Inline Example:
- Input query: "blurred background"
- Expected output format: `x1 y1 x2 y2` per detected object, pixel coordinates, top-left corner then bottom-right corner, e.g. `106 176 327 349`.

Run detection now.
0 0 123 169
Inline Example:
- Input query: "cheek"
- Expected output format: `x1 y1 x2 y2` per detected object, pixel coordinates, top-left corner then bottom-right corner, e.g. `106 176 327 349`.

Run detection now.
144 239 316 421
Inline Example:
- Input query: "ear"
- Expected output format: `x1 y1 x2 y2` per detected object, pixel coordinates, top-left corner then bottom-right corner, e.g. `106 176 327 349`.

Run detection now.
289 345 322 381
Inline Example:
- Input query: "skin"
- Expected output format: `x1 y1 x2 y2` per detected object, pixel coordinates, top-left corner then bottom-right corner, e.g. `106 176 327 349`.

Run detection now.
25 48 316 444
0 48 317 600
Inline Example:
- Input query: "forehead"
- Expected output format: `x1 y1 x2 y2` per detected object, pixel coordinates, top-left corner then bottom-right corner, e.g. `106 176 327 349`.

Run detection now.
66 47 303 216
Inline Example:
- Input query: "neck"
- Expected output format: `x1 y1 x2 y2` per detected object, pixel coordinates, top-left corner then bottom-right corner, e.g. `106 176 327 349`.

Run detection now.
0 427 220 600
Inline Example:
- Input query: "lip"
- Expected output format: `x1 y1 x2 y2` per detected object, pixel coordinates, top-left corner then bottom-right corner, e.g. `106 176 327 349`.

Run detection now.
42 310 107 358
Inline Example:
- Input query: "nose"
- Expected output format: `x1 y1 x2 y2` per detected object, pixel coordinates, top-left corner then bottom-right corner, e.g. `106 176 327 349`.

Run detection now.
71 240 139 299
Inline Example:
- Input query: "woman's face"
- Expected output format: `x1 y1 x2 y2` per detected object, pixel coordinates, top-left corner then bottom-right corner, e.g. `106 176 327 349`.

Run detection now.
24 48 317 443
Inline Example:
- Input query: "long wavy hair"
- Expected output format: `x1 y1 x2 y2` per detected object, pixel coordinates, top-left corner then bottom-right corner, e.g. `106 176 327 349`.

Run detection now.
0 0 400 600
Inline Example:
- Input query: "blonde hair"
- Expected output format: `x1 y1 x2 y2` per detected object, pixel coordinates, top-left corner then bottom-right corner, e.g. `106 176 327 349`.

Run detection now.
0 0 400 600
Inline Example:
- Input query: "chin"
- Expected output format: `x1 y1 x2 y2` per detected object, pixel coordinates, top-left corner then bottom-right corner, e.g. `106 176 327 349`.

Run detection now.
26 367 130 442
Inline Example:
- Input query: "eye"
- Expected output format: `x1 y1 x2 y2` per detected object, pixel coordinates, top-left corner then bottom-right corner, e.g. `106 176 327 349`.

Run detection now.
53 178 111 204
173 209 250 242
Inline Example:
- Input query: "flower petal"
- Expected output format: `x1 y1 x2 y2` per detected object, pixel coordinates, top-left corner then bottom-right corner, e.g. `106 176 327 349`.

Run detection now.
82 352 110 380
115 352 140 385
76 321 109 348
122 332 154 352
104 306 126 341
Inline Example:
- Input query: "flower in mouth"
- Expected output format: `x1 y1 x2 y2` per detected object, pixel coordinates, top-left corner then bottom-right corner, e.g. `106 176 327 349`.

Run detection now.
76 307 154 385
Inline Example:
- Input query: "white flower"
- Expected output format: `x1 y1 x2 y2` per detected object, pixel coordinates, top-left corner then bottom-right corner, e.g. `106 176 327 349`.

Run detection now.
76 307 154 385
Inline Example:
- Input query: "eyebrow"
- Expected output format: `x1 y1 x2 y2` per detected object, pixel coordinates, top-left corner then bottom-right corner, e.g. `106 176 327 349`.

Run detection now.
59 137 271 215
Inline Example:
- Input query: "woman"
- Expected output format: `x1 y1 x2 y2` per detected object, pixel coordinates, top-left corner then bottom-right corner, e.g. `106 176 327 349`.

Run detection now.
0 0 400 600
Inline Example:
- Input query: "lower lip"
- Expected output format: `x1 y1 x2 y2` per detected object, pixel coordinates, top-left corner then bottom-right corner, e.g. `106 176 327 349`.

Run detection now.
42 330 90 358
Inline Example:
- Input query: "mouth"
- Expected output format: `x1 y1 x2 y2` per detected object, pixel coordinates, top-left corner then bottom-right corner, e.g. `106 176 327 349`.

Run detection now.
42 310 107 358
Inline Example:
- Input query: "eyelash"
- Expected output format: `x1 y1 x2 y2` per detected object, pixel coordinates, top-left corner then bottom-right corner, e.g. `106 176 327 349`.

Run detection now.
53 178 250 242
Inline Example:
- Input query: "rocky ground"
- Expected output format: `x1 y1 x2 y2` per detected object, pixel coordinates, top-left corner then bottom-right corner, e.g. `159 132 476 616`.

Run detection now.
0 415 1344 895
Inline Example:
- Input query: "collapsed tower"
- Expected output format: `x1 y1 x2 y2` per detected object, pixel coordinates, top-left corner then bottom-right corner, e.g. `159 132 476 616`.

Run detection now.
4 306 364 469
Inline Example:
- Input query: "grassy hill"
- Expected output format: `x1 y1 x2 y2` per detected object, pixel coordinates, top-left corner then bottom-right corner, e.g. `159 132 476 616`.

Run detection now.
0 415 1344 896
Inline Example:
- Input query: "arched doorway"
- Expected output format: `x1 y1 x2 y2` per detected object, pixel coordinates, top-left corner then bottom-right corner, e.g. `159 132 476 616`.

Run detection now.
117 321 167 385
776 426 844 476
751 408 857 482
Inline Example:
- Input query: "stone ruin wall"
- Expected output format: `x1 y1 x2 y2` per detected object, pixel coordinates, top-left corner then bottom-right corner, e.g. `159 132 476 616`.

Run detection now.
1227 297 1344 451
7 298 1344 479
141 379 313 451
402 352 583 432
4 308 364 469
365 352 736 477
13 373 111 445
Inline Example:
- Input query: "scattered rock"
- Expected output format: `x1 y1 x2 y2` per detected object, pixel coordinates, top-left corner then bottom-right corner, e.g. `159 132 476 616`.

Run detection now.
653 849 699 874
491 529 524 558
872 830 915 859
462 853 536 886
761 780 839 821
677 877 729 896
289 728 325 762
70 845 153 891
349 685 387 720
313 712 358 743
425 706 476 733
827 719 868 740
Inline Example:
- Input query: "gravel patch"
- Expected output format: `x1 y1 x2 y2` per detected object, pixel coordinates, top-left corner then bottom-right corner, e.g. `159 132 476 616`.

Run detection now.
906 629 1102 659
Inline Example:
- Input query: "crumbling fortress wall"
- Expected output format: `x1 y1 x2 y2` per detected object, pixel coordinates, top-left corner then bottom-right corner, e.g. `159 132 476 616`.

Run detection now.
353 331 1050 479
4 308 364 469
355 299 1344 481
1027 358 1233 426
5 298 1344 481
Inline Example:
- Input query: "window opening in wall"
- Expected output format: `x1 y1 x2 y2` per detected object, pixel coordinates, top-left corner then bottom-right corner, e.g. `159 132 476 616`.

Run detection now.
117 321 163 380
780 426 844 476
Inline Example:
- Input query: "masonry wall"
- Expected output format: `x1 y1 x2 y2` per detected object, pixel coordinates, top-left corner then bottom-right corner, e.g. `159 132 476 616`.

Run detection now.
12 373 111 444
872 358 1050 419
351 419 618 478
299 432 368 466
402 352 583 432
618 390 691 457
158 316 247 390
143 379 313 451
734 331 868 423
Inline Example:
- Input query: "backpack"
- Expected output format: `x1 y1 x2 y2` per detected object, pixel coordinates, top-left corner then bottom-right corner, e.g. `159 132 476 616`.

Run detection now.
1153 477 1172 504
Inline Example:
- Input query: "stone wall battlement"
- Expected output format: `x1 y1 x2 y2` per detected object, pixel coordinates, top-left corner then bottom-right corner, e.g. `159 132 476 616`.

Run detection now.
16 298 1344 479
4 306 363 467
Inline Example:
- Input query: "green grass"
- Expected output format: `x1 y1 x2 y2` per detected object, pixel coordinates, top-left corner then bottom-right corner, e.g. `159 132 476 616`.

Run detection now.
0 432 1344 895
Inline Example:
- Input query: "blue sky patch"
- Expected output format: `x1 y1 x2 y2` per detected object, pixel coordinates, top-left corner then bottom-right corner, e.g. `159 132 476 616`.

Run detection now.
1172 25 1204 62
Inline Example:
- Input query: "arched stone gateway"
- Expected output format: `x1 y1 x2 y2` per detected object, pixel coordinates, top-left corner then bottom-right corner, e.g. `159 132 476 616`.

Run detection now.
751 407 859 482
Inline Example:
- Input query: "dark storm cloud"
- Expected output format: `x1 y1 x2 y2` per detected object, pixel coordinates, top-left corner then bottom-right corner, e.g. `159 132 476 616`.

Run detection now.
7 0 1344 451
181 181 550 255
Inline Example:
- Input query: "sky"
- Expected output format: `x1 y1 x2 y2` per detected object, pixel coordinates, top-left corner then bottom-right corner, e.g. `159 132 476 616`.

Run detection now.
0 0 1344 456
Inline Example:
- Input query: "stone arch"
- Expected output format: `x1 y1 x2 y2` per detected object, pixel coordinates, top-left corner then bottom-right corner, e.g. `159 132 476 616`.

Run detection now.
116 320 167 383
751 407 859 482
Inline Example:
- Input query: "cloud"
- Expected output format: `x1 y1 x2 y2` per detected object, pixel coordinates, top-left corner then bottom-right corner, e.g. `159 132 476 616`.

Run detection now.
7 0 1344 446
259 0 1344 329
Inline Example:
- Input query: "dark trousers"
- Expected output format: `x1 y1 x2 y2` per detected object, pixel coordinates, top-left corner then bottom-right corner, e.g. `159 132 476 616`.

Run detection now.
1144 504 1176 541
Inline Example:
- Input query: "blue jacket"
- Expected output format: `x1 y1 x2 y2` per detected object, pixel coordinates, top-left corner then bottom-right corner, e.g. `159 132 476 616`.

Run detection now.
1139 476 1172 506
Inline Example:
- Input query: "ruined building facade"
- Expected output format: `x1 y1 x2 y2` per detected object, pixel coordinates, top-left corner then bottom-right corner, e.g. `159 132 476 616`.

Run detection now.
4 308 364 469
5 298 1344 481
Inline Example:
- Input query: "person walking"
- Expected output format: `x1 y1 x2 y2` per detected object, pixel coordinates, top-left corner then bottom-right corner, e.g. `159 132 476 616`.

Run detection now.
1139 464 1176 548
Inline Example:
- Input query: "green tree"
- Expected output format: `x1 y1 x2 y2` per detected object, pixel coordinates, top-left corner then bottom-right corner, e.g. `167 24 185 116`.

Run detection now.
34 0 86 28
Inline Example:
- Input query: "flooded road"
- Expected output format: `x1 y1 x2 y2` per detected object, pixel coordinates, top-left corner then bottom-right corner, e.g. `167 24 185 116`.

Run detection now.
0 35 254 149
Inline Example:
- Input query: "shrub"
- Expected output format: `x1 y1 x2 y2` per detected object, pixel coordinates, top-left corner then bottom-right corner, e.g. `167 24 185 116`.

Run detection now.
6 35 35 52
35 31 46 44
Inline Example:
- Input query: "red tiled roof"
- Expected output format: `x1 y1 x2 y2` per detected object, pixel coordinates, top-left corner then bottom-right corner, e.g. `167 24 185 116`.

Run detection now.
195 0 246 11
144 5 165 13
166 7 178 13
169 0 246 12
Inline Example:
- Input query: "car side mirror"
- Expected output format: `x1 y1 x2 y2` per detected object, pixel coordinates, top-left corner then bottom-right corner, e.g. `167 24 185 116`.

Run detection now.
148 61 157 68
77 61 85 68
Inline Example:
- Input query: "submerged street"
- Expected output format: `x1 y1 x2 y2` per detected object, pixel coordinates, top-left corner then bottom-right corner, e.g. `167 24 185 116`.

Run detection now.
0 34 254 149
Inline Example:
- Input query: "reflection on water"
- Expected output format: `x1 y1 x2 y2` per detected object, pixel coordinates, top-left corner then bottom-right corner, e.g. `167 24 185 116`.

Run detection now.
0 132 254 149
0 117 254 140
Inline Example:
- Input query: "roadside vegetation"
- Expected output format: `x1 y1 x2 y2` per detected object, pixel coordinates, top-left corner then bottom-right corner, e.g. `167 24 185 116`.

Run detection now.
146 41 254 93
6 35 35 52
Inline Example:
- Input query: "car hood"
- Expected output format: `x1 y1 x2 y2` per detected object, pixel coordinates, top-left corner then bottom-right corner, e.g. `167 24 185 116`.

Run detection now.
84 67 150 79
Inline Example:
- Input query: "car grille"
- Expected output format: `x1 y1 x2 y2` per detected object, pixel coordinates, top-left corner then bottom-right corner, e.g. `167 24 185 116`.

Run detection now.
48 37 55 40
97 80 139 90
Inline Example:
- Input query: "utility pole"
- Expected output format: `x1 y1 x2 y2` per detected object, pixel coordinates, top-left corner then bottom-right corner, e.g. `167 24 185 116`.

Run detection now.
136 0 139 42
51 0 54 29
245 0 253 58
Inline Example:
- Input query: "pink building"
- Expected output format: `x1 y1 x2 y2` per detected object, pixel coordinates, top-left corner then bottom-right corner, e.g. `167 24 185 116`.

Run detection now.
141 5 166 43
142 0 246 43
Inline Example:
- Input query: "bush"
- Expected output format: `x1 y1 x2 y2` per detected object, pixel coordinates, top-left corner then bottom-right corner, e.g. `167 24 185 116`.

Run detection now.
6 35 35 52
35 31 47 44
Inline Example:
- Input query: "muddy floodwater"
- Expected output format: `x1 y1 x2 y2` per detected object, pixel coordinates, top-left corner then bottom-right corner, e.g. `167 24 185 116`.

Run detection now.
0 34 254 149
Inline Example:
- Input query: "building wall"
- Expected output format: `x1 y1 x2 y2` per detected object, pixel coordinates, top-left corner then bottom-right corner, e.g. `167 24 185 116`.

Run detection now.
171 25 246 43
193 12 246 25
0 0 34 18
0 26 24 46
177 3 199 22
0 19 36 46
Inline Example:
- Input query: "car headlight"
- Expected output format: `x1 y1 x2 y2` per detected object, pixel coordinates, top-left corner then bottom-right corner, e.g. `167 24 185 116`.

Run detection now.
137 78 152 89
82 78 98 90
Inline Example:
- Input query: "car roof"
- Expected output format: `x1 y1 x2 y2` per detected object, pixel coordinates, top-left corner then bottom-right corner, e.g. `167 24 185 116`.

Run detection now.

--

▸ WHAT IS ASKED
Rewrite the records from the start through the line containing "24 48 317 443", changing "Input query" to "Search term" everywhere it appears and keeping everything else the same.

▸ COMPLETE ANSWER
Inline Example:
- Search term: "blurred background"
- Expected output format: `x1 y1 x2 y2` per detected object, pixel coordinates, top-left corner then bottom-right corner, e.g. `106 176 327 349`.

Run detection now.
0 0 123 169
Inline Example:
- Search term: "cheek"
- Expected output format: `x1 y1 x2 y2` per detected object, pixel coordinates, top-left corner then bottom-right corner, e.g. `106 176 327 349`.

Run detection now.
144 239 316 421
Inline Example:
- Search term: "ear"
- Expected output format: `x1 y1 x2 y2` per detected object, pixel coordinates, top-left corner then bottom-right corner, e.g. `106 176 327 349`.

Run detection now.
289 345 322 381
Inline Example:
- Search term: "skin"
- Expected output format: `x1 y1 x2 y2` per detected object, pixel coordinates, top-left corner then bottom-right corner, e.g. `106 176 327 349`.

Run detection now.
25 48 316 444
0 48 317 600
Inline Example:
- Search term: "forehead"
- Expected output format: `x1 y1 x2 y2` per detected object, pixel coordinates, top-left corner then bottom-right corner, e.g. `106 176 327 349`.

Run detection now.
66 47 303 216
Inline Example:
- Search term: "neck"
- Expected output format: `x1 y1 x2 y2` per detected object, pixel coordinates, top-left corner then bottom-right corner, e.g. `106 176 327 349`.

Run detection now.
0 427 220 600
Inline Example:
- Search term: "lip"
- Expected output format: `x1 y1 x2 y2` per detected object, pixel coordinates, top-left corner then bottom-right corner, e.g. `106 176 327 349`.

Run detection now.
42 310 107 358
Inline Example:
- Search term: "nose"
- Expected output format: `x1 y1 x2 y2` per detected object, pixel coordinates, top-left corner then bottom-right corner, e.g. `106 176 327 349`.

Run detection now.
71 240 139 299
Inline Example:
- Search term: "woman's face"
- Expected output format: `x1 y1 x2 y2` per detected object, pixel coordinates, top-left corner then bottom-right corner, e.g. `106 176 327 349`.

Run detection now.
24 48 317 443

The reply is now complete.